RECORDS SUPPLIED:
==================================================

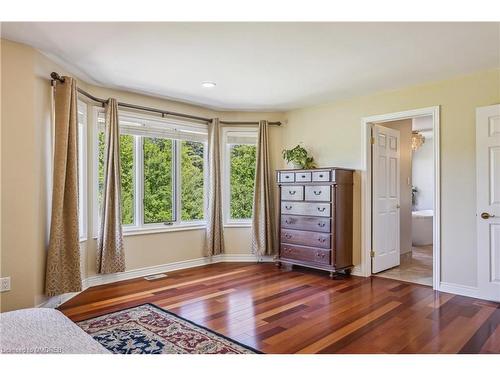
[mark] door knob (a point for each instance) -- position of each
(486, 216)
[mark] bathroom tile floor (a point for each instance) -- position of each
(415, 269)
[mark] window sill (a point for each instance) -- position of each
(144, 231)
(237, 225)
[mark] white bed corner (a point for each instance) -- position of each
(44, 331)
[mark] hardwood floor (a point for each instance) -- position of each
(303, 311)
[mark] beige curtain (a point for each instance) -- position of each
(214, 243)
(63, 273)
(263, 235)
(110, 255)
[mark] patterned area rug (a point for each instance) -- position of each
(148, 329)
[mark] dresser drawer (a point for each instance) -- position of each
(321, 176)
(303, 176)
(317, 224)
(286, 177)
(306, 208)
(305, 254)
(292, 193)
(301, 237)
(318, 193)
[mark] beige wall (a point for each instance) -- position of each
(26, 197)
(333, 132)
(404, 127)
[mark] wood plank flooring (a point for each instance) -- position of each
(303, 311)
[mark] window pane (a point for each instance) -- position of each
(81, 175)
(192, 188)
(157, 180)
(127, 175)
(242, 178)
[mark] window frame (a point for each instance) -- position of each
(139, 226)
(248, 131)
(82, 147)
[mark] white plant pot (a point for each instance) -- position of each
(292, 165)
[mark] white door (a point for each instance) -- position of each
(488, 200)
(385, 198)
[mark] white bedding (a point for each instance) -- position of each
(44, 331)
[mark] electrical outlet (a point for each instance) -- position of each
(4, 284)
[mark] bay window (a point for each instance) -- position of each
(163, 167)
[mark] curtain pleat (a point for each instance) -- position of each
(214, 243)
(110, 252)
(63, 274)
(263, 234)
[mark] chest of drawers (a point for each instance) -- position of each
(315, 227)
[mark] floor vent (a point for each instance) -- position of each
(155, 277)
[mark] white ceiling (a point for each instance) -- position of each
(263, 66)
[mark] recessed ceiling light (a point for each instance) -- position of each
(208, 84)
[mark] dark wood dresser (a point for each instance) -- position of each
(315, 227)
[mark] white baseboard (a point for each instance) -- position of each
(102, 279)
(357, 271)
(53, 302)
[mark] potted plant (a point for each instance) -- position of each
(298, 158)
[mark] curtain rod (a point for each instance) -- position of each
(56, 77)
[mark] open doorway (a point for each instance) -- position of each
(416, 200)
(401, 196)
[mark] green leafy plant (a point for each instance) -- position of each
(299, 156)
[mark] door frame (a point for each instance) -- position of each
(366, 187)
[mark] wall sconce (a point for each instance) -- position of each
(417, 140)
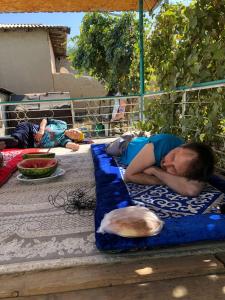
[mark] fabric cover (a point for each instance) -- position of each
(112, 193)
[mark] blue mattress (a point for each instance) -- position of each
(187, 219)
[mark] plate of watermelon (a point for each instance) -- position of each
(37, 169)
(57, 173)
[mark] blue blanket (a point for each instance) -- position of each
(187, 219)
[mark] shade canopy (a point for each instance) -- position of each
(73, 5)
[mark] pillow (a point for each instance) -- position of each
(131, 221)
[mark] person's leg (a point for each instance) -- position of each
(117, 147)
(8, 142)
(23, 133)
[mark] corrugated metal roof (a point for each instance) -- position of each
(34, 26)
(57, 33)
(73, 5)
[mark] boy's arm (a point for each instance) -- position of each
(143, 160)
(41, 131)
(181, 185)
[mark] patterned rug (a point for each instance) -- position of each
(33, 230)
(185, 218)
(167, 203)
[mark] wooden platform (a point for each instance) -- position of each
(183, 272)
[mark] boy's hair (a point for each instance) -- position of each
(202, 167)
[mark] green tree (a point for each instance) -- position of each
(105, 48)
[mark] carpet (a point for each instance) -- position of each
(32, 229)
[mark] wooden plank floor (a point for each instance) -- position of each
(170, 276)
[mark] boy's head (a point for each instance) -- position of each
(74, 134)
(193, 160)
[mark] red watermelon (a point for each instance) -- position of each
(37, 167)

==================================================

TASK STATEMENT: Retype the whole listing exactly and leave the pictures out.

SOLVED PROBLEM:
[mark] door knob (a point for each instance) -- position of each
(486, 216)
[mark] bathroom tile floor (a point for each instance) -- position of each
(415, 269)
[mark] window sill (a point for each instance) -- position of each
(144, 231)
(237, 225)
[mark] white bed corner (a point for each instance) -- position of each
(44, 331)
[mark] hardwood floor (a point for each instance) -- position of each
(303, 311)
[mark] beige curtain (a point for each instance) -- position of each
(214, 243)
(63, 273)
(263, 235)
(110, 255)
[mark] patterned area rug (a point for each instance) -- position of each
(148, 329)
[mark] dresser drawer (a point for each instance) -- position of each
(321, 176)
(303, 176)
(317, 224)
(286, 177)
(306, 208)
(305, 254)
(292, 193)
(301, 237)
(318, 193)
[mark] beige wall (a point for each instance) -- position of each
(26, 197)
(333, 132)
(404, 127)
[mark] wood plank flooring (a point for each instance) -- position of each
(303, 311)
[mark] window pane (a point for each instance) -- position of each
(81, 175)
(192, 188)
(157, 180)
(127, 175)
(242, 178)
[mark] window frame (a point for each instance) -- position of each
(139, 226)
(248, 131)
(82, 147)
[mark] white plant pot (a point for each instance) -- position of each
(292, 165)
[mark] white door (a point for each instance) -- position of each
(488, 200)
(385, 198)
[mark] white bedding (a point for each instance) -- position of each
(44, 331)
[mark] electrical outlet (a point for each instance) -- position of each
(4, 284)
[mark] bay window (a point for each instance) -- position of each
(163, 167)
[mark] curtain pleat (a point for each instance) -- position of each
(214, 243)
(110, 252)
(63, 274)
(263, 234)
[mark] chest of drawers (a point for each instance) -- position of each
(315, 227)
[mark] floor vent (a point for each instance) -- position of each
(155, 277)
[mark] white ceiling (a point for each instance) -- position of each
(263, 66)
[mark] recessed ceiling light (a point for each instance) -- position of each
(208, 84)
[mark] dark wood dresser (a point for each instance) -- position of each
(315, 227)
[mark] white baseboard (a point for each instance) -- position of each
(102, 279)
(357, 271)
(53, 302)
[mark] potted plant (a point for each instance) -- position of each
(298, 158)
[mark] curtain rod (a point for each instance) -- position of each
(56, 77)
[mark] open doorway (a point for each instance) -- position of each
(416, 200)
(401, 196)
[mark] green leafy plant (a point for each instance) -- position of each
(299, 156)
[mark] door frame (a point for each instance) -- position of each
(366, 187)
[mark] wall sconce (a point for each instance) -- position of each
(417, 140)
[mark] fabric cover (a point for each instance) -- position of each
(112, 193)
[mark] blue mattress (a point for each instance) -- position of each
(187, 219)
[mark] plate of watermelon (a point for each instance) -- position of each
(37, 169)
(57, 173)
[mark] blue blanket (a point for each instance) -- position of each
(187, 219)
[mark] shade canopy (a point for each instance) -- position of each
(73, 5)
[mark] pillow (a point for each instance) -- position of each
(131, 221)
[mark] person's leg (a point for each instance) -- position of each
(117, 147)
(8, 142)
(23, 133)
[mark] corrugated metal roof (a point for each instance) -- position of each
(34, 26)
(57, 33)
(73, 5)
[mark] boy's arm (a point for each instance) -- position of each
(143, 160)
(41, 131)
(181, 185)
[mark] patterned rug (a point for each instance) -- position of each
(33, 230)
(185, 218)
(167, 203)
[mark] wooden platform (a point for each instance) -- position of each
(183, 272)
[mark] boy's hair (a point for each instance) -- position of each
(202, 167)
[mark] green tree (a point for each instance) -- position of each
(105, 48)
[mark] carpet (a point for each instance) -- position of each
(32, 229)
[mark] wooden plank floor (a point for each instance) -- position of each
(170, 276)
[mark] boy's head (a point for each instance) -- position of each
(74, 134)
(193, 160)
[mark] red watermelon (a point for each instance) -- position of each
(37, 167)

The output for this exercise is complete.